Islam is Peace
On June 30th, 2013, I made the best decision of my life: I became a Muslim. Since that day, my life has been a whirlwind of blessings, happiness, confusion, sadness, self awareness, immense patience, and healing. It’s not surprising, though, that any negativity I have experienced has been a direct result of ignorance combined with hate. On a personal level, Alhamdulillah, I can count on one hand how many times I’ve experienced hate directed toward me, even with the small population of Muslims that live in New Mexico, about 200 Muslim adherents per 100,000 people, compared to other areas of the United States.
Islam is the way we eat, the way we speak, and they way we carry out each of our actions. With that in mind, along with the fact that about 1.6 billion people around the world practice Islam, it is foolish to say that Islam is a “violent religion.” If it was, it’s pretty safe to say that Muslim induced tragedy would be visible on a daily basis, all around the world, including in the United States.
“Do not be people without minds of your own, saying that if others treat you well you will treat them well, and that if they do wrong you will do wrong to them. Instead, accustom yourselves to do good if people do good and not to do wrong (even) if they do evil.” – Prophet Muhammad (sallallahu alayhi wa sallam – peace be upon him) | (Al-Tirmidhi)

# # #

:: Tasks to complete ::
1/ In the Islam is Peace essay, on what date did the writer become a Muslim?
2/ Shorten the paragraph of the Islam is Peace essay that begins "Islam is the way we eat" into a brief bulleted list, keeping its main facts.
3/ From the Islam is Peace essay, return everything from "Islam is Peace" down to "of the United States.".

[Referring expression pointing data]
# # #

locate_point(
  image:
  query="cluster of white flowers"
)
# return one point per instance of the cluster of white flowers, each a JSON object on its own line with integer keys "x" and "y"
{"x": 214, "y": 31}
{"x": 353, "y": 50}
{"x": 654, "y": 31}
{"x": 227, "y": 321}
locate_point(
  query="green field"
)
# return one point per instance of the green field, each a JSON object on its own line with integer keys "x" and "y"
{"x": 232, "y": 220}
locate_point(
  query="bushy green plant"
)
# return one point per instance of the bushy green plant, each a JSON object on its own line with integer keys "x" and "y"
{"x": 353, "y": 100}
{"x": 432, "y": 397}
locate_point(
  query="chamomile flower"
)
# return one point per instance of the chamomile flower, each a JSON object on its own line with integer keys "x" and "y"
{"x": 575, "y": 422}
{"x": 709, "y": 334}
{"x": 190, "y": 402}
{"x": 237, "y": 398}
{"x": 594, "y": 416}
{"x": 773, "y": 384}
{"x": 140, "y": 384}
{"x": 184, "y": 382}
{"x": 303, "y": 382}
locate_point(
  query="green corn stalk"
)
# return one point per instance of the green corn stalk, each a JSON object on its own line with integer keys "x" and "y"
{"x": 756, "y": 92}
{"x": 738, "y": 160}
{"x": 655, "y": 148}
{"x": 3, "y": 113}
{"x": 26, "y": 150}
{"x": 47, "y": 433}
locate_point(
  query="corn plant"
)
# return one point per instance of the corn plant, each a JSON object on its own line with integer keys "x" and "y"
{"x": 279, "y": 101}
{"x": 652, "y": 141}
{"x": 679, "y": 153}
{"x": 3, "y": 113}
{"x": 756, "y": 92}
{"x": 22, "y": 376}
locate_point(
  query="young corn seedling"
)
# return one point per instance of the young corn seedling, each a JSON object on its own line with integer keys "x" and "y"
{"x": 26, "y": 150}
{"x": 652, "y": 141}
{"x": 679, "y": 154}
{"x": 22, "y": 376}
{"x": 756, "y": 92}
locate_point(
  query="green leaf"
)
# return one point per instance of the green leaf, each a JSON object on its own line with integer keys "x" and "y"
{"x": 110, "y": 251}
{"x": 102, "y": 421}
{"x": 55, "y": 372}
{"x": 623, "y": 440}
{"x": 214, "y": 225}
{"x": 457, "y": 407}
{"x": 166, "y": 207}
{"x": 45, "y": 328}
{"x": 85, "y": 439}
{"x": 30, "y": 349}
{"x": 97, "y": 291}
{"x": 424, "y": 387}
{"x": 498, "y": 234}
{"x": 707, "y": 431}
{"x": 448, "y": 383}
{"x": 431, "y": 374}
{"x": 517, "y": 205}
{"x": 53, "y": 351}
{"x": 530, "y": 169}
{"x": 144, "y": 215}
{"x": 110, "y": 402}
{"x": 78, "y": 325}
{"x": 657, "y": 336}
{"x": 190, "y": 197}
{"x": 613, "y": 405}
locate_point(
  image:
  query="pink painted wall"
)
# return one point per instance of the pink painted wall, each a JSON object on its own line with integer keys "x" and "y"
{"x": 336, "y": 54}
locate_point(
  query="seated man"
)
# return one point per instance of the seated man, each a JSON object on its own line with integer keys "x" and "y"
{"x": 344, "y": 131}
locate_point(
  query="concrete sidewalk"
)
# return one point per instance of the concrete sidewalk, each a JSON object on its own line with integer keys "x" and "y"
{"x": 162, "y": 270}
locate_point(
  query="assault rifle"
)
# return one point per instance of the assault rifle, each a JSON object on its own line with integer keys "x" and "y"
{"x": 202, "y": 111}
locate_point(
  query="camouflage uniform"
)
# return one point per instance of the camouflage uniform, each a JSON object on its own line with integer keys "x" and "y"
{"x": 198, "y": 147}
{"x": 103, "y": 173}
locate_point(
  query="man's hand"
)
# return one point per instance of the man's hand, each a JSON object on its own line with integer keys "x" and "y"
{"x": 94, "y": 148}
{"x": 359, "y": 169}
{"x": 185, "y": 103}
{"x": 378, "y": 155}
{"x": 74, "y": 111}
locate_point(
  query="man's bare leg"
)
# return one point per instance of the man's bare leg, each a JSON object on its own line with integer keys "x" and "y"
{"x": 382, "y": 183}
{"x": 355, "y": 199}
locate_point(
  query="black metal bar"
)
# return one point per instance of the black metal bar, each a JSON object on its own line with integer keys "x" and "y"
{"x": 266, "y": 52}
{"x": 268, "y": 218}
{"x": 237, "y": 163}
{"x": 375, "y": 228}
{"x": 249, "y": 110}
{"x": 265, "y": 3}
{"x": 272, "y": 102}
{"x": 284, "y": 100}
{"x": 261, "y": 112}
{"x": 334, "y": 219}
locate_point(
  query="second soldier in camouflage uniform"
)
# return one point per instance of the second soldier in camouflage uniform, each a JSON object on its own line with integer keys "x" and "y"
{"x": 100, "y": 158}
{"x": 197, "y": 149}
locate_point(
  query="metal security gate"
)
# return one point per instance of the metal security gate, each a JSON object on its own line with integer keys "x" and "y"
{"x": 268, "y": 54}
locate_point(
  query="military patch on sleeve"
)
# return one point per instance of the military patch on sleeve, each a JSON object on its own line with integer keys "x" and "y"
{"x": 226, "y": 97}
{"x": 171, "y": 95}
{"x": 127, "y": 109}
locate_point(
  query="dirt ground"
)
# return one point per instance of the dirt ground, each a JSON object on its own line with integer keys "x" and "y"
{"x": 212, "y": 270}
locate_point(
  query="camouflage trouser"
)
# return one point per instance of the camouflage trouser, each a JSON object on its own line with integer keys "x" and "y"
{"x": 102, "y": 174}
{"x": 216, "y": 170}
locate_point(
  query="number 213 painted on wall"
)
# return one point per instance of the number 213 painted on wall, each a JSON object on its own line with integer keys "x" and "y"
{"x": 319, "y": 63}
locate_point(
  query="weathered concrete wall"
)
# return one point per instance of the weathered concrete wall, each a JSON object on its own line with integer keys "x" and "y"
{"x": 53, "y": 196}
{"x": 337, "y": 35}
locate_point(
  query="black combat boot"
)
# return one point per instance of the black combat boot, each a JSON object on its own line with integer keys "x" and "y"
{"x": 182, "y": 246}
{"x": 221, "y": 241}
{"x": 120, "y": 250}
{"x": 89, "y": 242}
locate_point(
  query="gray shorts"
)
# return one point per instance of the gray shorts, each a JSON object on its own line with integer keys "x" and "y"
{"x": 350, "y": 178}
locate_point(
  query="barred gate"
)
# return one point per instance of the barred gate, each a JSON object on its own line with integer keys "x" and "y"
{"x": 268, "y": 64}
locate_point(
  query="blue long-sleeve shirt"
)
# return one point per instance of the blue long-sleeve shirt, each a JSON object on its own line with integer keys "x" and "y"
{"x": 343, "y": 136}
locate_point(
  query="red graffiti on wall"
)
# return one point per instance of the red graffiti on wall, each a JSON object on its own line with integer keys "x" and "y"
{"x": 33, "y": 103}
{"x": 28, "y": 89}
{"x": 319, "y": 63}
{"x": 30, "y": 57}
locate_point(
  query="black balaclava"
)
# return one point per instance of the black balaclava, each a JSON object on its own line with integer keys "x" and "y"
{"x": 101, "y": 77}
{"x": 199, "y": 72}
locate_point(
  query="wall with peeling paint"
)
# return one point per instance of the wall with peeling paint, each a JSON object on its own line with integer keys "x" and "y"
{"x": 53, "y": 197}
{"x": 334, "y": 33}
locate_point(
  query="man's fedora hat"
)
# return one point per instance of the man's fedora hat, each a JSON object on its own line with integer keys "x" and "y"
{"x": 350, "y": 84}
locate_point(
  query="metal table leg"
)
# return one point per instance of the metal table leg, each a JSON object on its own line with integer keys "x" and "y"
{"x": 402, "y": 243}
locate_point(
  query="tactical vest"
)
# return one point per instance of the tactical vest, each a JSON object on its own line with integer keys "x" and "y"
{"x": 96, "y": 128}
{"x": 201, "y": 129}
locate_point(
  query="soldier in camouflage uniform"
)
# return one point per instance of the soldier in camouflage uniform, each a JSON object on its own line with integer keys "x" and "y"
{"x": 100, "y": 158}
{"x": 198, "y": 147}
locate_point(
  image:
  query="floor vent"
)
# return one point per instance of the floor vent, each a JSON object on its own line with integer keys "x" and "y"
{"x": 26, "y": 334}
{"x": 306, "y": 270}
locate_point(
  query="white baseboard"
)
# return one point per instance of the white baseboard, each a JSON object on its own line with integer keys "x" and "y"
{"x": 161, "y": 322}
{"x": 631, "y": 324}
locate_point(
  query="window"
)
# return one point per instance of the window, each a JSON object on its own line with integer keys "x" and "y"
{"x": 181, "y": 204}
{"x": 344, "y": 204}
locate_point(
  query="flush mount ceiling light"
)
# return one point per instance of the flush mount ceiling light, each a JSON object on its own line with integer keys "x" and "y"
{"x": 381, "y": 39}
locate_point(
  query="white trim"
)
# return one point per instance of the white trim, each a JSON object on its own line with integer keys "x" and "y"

# # #

:: Answers by task ::
1/ June 30th, 2013.

2/
- Islam shapes how Muslims eat, speak and carry out all their actions.
- About 1.6 billion people around the world practice Islam.
- Given this, calling Islam a "violent religion" is foolish.
- If it were violent, tragedy caused by Muslims would be seen every day around the world, including in the United States.

3/
Islam is Peace
On June 30th, 2013, I made the best decision of my life: I became a Muslim. Since that day, my life has been a whirlwind of blessings, happiness, confusion, sadness, self awareness, immense patience, and healing. It’s not surprising, though, that any negativity I have experienced has been a direct result of ignorance combined with hate. On a personal level, Alhamdulillah, I can count on one hand how many times I’ve experienced hate directed toward me, even with the small population of Muslims that live in New Mexico, about 200 Muslim adherents per 100,000 people, compared to other areas of the United States.